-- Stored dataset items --
= = = =
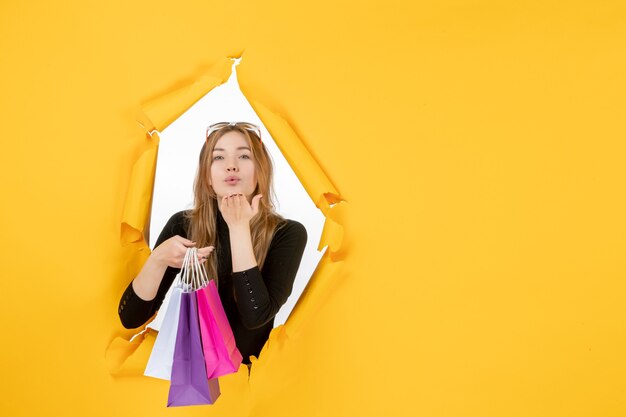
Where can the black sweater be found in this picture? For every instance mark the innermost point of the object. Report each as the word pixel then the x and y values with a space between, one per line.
pixel 251 298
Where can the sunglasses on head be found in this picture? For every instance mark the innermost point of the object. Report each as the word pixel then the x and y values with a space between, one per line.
pixel 245 125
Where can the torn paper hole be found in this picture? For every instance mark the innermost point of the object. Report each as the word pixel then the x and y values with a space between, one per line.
pixel 177 162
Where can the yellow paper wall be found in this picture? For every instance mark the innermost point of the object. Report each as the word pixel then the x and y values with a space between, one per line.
pixel 479 148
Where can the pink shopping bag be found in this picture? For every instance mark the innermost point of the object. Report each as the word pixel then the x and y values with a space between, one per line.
pixel 220 351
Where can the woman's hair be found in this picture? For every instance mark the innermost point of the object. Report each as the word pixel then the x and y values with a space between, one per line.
pixel 203 217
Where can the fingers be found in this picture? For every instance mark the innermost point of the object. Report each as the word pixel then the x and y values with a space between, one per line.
pixel 203 253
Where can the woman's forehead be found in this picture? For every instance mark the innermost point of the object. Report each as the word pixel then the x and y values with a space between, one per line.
pixel 231 140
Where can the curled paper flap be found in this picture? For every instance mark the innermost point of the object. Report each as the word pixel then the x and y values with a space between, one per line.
pixel 157 114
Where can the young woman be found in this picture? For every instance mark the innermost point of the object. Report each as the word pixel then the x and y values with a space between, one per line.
pixel 252 252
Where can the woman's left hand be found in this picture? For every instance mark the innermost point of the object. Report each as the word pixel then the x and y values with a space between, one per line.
pixel 237 211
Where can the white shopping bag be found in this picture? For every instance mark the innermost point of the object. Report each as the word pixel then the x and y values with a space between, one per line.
pixel 160 362
pixel 162 356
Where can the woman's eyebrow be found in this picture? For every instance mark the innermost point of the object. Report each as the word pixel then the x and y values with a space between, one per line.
pixel 239 148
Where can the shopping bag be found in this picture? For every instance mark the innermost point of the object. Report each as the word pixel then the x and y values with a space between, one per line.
pixel 162 355
pixel 160 362
pixel 213 322
pixel 210 340
pixel 189 383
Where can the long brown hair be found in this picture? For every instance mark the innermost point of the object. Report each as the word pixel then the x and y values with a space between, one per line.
pixel 203 217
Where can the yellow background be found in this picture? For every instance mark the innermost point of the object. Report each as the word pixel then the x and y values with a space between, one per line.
pixel 479 149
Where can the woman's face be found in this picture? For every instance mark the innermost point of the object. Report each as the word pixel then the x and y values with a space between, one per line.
pixel 233 166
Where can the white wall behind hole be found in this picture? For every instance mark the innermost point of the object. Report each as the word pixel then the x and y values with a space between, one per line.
pixel 177 163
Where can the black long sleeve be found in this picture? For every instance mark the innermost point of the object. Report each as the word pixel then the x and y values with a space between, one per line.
pixel 251 298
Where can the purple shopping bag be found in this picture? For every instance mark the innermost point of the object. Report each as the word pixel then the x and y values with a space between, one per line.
pixel 189 382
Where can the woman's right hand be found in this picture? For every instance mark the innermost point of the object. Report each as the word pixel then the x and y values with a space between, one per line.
pixel 172 252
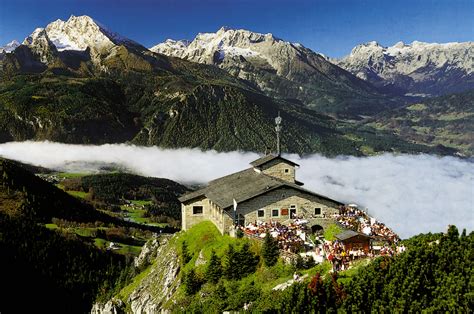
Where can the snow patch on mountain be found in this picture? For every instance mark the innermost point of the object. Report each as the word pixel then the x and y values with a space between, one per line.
pixel 79 33
pixel 416 68
pixel 9 47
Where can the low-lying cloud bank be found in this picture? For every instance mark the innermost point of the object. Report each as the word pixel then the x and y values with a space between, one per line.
pixel 410 193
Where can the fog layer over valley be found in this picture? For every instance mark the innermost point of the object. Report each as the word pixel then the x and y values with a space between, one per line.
pixel 410 193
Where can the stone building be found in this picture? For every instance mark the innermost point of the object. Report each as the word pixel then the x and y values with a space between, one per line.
pixel 267 191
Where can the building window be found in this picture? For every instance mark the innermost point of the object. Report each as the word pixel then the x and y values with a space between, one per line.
pixel 197 210
pixel 241 220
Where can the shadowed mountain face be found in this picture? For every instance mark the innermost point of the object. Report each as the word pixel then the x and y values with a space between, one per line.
pixel 77 82
pixel 415 69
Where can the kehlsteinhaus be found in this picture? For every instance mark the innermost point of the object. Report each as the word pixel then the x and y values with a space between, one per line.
pixel 267 191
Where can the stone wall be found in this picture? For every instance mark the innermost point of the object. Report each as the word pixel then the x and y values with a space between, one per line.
pixel 211 212
pixel 188 218
pixel 282 200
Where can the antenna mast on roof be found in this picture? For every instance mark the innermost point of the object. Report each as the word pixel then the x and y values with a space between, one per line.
pixel 278 129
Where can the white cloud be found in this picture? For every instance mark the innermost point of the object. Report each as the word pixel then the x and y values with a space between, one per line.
pixel 410 193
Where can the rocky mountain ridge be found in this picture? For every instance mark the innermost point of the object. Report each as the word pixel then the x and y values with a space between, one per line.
pixel 279 68
pixel 419 68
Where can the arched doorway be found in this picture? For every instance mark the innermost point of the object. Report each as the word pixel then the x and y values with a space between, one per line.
pixel 317 229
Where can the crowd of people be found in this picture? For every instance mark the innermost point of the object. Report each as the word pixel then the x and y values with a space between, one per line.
pixel 341 258
pixel 291 237
pixel 355 219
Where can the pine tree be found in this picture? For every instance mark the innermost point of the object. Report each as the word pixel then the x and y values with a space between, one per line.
pixel 270 251
pixel 191 282
pixel 229 263
pixel 186 257
pixel 214 268
pixel 246 260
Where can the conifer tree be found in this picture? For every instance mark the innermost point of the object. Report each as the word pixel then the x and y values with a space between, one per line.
pixel 186 257
pixel 229 267
pixel 214 268
pixel 270 251
pixel 191 282
pixel 246 260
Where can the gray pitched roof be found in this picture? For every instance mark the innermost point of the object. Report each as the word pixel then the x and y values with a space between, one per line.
pixel 347 234
pixel 243 186
pixel 265 159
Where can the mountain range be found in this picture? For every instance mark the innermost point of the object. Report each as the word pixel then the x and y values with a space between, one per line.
pixel 425 69
pixel 76 81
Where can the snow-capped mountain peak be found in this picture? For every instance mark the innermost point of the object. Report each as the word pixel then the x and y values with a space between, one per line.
pixel 9 47
pixel 226 43
pixel 414 68
pixel 79 33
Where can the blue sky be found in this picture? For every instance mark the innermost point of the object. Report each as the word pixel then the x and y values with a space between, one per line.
pixel 331 27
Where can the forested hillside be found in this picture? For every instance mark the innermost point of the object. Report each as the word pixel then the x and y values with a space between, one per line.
pixel 56 268
pixel 436 274
pixel 210 273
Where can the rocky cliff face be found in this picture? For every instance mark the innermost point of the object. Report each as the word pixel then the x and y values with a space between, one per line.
pixel 417 68
pixel 277 67
pixel 156 288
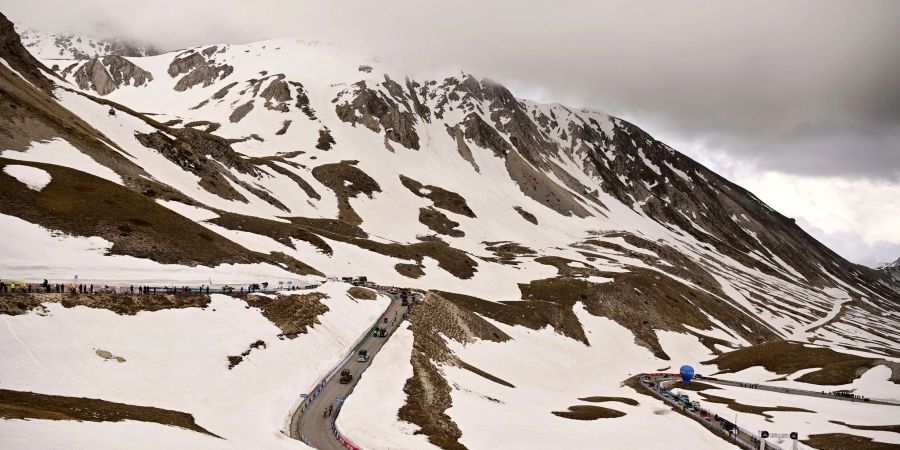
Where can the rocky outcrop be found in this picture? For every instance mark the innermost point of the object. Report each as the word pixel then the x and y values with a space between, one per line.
pixel 377 111
pixel 200 69
pixel 93 76
pixel 106 74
= = = =
-- HOW TO COMPLETE THIS TASK --
Each line above should be output exactly, apart from the pictures.

-- FINISHED TASK --
Where can the black sweater be found in this picture? For every instance mark the innermost point of the object. Report each as the word pixel then the x and y values with a space between, one per line.
pixel 251 298
Where can the sunglasses on head be found in this picture? For every instance mark the innermost point of the object. Report each as the word pixel then the x and y values with a space between, one per line.
pixel 245 125
Where can the torn paper hole be found in this picture? For every instance mark the innermost point of the object. Report each as the word pixel then the x and y values with a space between, one per line.
pixel 177 162
Where can the yellow paper wall be found in this picture? For every instance mark the innermost point of the object. Report each as the word pixel then the x and y values with a space between, one per line.
pixel 479 148
Where can the pink shopping bag be found in this picture? For every instance mark the innermost point of the object. Report each as the word pixel then the x and y values with a space between, one per line.
pixel 220 351
Where can the woman's hair be found in this picture? For every instance mark the innermost point of the object. Report each as the word pixel then the x and y values with a space between, one per line.
pixel 203 217
Where can the fingers be found in this picture? For every instance mark the innermost point of the object. Report each as the word pixel then the x and y values with a space between, one per line.
pixel 203 253
Where can the woman's forehead be found in this picture? For every instance mark the innermost point of the object. Report each as the word pixel then the x and y values with a space between, one per line.
pixel 231 140
Where can the curled paper flap be found in this picture? For every instance mark the innermost point of the object. Report each as the word pixel then the x and y values with a space between, one per line.
pixel 157 114
Where can the young woman be found in this picture? For every instance mark the innermost point of the object. Report each as the word pixel then the x and y values with a space between, one per line.
pixel 252 252
Where can the woman's left hand be found in this picture? For every instance mark the innermost point of the object. Report each as the word pixel then the x and y values with a space between, one per line.
pixel 237 211
Where can the white shopping bag be found in this picture? For every instance mark the innermost point of the object. Report each as the word pixel then the x and y values with a space between, one per line.
pixel 160 362
pixel 162 356
Where can the woman's eyebrow be found in this picture? For every instance mark the innermost point of the object. Report each as the word pixel then the x and y values with a space between, one per line.
pixel 239 148
Where can the shopping bag be found in this picture? For every instance mark the innermost point of the object. Report each as the word pixel then the x and y values with a space between, one per line.
pixel 162 355
pixel 160 362
pixel 213 322
pixel 210 340
pixel 189 383
Where can the long brown hair be found in this picture? For every instance mark the innermost point of the object. Report each as the word pixel then the x and y values with a space between, one per line.
pixel 203 217
Where can the yellow background be found in this picture? For every instance mark the innermost point of the object. Report each as the word pixel then the x and y values with a space between, one per line.
pixel 479 149
Where can the woman's face be found in this picture? For every instance mark the innermost point of the object. Report each as the word pixel then the x and y values with a space between, one per line.
pixel 233 166
Where can the white wall behind hole be found in this picture? For every instance mark the innermost point of the object. Report each as the word pixel then the x and y values with a space between, one per line.
pixel 177 163
Where can the black long sleeve be found in this picture? For every instance mark the innermost point of the object. Report each as the word pixel then the x and y values with a space between, one per line.
pixel 251 298
Where can the purple shopping bag be found in this picture? For every instance mark the innermost point of the object. Report each as the word pixel then the x and y values with a space between, one per line.
pixel 189 382
Where can the woman's right hand be found in this picture? For every instance mark the innermost point of the object. Report each as the word pixel then the x and y values with a space between, one per line.
pixel 172 252
Where can the snow patch on mountain be found in this picture? For every instance mark the innermost point of the object. Report each as the word pixel then the x and y values with a space between, one per line.
pixel 79 33
pixel 416 68
pixel 9 47
Where can the low-lying cloud bank be found in this picture? For every instance mark the innermost point of the object. Report each as the word pixel then the x and y values with a space between, one per line.
pixel 410 193
Where can the fog layer over valley be found in this picture? For every instance mark the innermost point of the object. Report each as the word pixel then the x and y values with a space between, one per line.
pixel 410 193
Where can the stone building be found in this picture? For every instance mark the innermost point of the object. Report each as the word pixel then the x and y values with a space between, one per line.
pixel 267 191
Where can the building window be found in this picture? For every instance mark the innermost point of the object. Report each as the word pixel then the x and y values with a space between, one per line.
pixel 197 210
pixel 241 220
Where can the shadowed mountain face be found in this picture? For every instance mark the innermost point of the object. Report each as the word pixel then the x and y values with a space between, one per line.
pixel 77 82
pixel 415 69
Where can the kehlsteinhaus be found in this picture? For every instance mark the innermost point of the object. Report each as the word pixel then the x and y values with a space between, one per line.
pixel 267 191
Where can the stone wall be found in this picture? For every instance mark the innermost point of the object. Report each as the word pixel then the x and y values with a space between, one per line.
pixel 211 212
pixel 188 218
pixel 282 200
Where can the antenna mast on roof be found in this picture? For every instance mark the innermost point of the object. Report each as the word pixel then the x and y values with a space between, one per line.
pixel 278 129
Where can the white cloud be found in this picture? For every instance mark the innermost point of the object. Report each as the word pixel then the x and y values with a space between, one per line.
pixel 410 193
Where can the rocky mountain ridge be found in this picture? For every instance mark the innermost point of the object. Report each as the word pixel then the x and y values with a space between, one per line.
pixel 279 68
pixel 419 68
Where can the arched doorway be found in this picture? For every instance mark the innermost point of the object. Report each as the word pixel then the x and y values with a space between, one per line.
pixel 317 229
Where can the crowd of people be found in this picture? For every instance mark the innermost point of the object. Report each as the word pixel then the x and y values with a space between, one per line.
pixel 341 258
pixel 291 237
pixel 355 219
Where can the pine tree be found in this picture? For every instance mark the innermost point of the object. Report each as the word pixel then the x and y values with a space between, one per line.
pixel 270 251
pixel 191 282
pixel 229 263
pixel 186 257
pixel 214 268
pixel 246 260
Where can the conifer tree be found in this picture? For every instance mark the innermost point of the object. Report each as the word pixel then the x and y values with a space between, one per line.
pixel 186 257
pixel 229 267
pixel 214 268
pixel 270 251
pixel 191 282
pixel 246 260
Where can the gray pitched roof be found in this picture? For every instance mark the innermost point of the object. Report each as the word pixel then the x and y values with a space between, one per line.
pixel 347 234
pixel 243 186
pixel 265 159
Where can the mountain range be found in this picture? For every instance mark the innermost point of the object. Report each as the word pixel then the x and y values with a space between, one per line.
pixel 425 69
pixel 76 81
Where can the snow-capped mountain peak be found in this picture? For every instance mark the innermost point of the object. Report each as the word pixel then the x and y values with a space between, one per line.
pixel 9 47
pixel 226 43
pixel 414 68
pixel 79 33
Where can the blue sky be found in this picture? For every instance mark the innermost point of the object. Report each as the word pixel then the x and y values with a space between, one per line.
pixel 331 27
Where can the forested hillside be found in this picture? For every instance mark the innermost point of the object. Report each as the word pixel then the x and y values with a space between, one per line.
pixel 56 268
pixel 436 274
pixel 210 273
Where can the rocky cliff face be found in this picture? For every instance mark the innermost point of the object. Report each as the word pixel then the x and y values with a space between, one per line.
pixel 417 68
pixel 277 67
pixel 156 288
Where can the rocky outcrop be found in this picture? For every instance mark the innermost point of the object. Report each as the word pixel then the x and y values with a space between, one per line.
pixel 377 111
pixel 200 69
pixel 93 76
pixel 106 74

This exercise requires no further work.